Stored data entries:

━━━━━━━━━━

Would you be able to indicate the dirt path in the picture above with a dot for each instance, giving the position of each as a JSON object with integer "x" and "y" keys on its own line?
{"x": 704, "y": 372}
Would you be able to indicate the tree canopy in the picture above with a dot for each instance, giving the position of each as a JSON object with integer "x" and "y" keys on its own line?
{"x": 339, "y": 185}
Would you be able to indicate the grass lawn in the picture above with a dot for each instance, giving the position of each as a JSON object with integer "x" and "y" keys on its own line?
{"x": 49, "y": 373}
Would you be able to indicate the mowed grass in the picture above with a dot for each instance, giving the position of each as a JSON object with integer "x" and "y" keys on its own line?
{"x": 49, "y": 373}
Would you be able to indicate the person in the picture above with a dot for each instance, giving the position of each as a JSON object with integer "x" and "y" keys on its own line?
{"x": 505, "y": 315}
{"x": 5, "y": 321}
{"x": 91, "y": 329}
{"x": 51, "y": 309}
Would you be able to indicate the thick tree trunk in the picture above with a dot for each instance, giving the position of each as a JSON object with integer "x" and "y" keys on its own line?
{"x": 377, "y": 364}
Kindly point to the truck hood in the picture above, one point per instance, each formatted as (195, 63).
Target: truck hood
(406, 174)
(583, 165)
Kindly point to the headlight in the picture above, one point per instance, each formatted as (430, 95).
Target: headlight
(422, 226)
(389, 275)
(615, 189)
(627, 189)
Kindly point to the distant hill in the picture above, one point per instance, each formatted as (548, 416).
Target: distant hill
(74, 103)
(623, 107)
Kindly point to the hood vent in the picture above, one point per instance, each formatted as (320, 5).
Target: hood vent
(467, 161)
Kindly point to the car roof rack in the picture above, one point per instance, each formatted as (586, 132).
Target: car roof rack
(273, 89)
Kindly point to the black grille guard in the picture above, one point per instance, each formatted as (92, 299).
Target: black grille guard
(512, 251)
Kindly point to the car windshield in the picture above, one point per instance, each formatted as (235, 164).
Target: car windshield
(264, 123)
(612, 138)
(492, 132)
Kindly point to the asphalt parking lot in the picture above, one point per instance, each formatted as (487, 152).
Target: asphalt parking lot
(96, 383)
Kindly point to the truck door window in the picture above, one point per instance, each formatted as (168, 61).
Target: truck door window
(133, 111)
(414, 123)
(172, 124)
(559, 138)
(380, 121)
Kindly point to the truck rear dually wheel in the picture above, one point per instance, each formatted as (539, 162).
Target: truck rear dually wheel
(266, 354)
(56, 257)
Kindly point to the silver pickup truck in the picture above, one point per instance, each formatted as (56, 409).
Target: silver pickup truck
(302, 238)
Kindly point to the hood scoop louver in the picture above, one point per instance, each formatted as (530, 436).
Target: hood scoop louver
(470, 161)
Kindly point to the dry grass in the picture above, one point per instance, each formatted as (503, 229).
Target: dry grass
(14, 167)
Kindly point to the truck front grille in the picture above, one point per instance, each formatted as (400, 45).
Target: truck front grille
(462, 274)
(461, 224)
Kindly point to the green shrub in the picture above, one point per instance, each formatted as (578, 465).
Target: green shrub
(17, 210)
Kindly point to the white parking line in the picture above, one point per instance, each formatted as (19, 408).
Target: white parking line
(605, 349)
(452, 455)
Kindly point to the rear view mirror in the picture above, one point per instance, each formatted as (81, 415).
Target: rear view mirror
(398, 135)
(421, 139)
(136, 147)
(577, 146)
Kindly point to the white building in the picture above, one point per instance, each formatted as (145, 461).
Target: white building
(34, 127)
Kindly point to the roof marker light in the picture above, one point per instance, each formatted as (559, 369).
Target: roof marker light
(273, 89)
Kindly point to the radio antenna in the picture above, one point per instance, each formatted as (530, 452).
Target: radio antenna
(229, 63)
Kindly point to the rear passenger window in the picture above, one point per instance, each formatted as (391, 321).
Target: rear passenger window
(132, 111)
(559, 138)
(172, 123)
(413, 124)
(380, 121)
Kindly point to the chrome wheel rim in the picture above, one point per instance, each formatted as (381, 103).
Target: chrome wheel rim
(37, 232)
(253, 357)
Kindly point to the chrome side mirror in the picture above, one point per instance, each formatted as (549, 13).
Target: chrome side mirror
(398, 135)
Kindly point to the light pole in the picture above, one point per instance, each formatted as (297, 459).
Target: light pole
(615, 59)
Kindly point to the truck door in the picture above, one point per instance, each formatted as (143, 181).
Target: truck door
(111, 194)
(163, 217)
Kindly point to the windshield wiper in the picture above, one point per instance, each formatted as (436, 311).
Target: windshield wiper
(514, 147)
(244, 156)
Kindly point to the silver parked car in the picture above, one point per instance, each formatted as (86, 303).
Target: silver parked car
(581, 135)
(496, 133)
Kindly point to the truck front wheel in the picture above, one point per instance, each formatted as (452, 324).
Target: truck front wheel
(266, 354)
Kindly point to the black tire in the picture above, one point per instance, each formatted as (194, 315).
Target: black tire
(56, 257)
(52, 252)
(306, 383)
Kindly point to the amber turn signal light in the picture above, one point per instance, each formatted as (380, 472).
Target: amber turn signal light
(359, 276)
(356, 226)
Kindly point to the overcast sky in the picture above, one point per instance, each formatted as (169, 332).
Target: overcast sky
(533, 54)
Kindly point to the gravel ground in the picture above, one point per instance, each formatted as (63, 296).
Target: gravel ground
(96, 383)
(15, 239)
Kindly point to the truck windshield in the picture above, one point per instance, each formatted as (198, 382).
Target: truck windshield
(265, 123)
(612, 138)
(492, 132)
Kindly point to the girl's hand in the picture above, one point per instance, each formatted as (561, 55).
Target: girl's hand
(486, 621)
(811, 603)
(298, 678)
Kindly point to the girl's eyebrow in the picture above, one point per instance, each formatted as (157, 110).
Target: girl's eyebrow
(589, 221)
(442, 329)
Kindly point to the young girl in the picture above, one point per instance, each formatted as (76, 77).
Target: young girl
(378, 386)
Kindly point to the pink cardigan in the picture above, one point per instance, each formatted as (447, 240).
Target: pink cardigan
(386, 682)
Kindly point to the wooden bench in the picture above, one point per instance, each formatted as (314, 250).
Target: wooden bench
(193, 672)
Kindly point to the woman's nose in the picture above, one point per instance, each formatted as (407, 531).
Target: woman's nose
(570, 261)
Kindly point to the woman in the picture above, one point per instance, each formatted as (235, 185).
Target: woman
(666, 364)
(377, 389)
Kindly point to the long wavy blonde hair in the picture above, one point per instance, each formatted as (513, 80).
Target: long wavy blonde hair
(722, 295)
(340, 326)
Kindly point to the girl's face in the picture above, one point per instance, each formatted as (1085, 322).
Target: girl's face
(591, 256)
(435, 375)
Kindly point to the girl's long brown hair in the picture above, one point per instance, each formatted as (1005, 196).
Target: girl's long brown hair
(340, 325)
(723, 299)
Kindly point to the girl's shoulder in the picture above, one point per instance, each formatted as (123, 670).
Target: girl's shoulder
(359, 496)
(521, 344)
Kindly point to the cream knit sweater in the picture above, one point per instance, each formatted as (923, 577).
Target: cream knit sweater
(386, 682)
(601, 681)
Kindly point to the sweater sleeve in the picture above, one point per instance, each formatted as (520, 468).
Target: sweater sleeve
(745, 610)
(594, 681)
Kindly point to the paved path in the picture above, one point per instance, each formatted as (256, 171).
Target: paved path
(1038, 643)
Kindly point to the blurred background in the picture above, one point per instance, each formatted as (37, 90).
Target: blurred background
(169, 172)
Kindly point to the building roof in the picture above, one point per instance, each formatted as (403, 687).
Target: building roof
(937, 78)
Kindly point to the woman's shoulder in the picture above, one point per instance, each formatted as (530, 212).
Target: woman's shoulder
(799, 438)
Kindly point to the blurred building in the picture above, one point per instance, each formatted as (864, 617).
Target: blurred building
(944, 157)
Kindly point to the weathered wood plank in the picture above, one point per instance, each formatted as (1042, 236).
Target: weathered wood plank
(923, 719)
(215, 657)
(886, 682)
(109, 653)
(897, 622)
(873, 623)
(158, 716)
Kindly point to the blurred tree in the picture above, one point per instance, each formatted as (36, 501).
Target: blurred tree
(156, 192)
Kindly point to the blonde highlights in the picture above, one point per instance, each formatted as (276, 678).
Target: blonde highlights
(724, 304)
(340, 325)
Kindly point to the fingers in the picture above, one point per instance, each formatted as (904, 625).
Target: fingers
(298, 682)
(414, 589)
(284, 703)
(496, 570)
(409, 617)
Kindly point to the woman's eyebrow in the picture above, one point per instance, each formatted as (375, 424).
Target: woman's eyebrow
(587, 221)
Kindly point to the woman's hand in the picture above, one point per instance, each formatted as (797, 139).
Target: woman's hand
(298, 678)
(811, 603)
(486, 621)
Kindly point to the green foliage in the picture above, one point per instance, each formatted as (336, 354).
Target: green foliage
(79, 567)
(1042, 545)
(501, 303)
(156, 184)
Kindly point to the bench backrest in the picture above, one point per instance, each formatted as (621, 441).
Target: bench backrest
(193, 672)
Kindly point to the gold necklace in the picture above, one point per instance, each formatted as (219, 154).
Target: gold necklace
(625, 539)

━━━━━━━━━━

▸ WHAT THE EXERCISE ASKS: Set out, exactly as written, the lines from the line with "Kindly point to the gold" to the last line of the records, inclusive, and only those lines.

▸ TASK OUTPUT:
Kindly point to the gold necklace in the picture above, one point per instance, each formatted as (219, 154).
Target: gold necklace
(625, 539)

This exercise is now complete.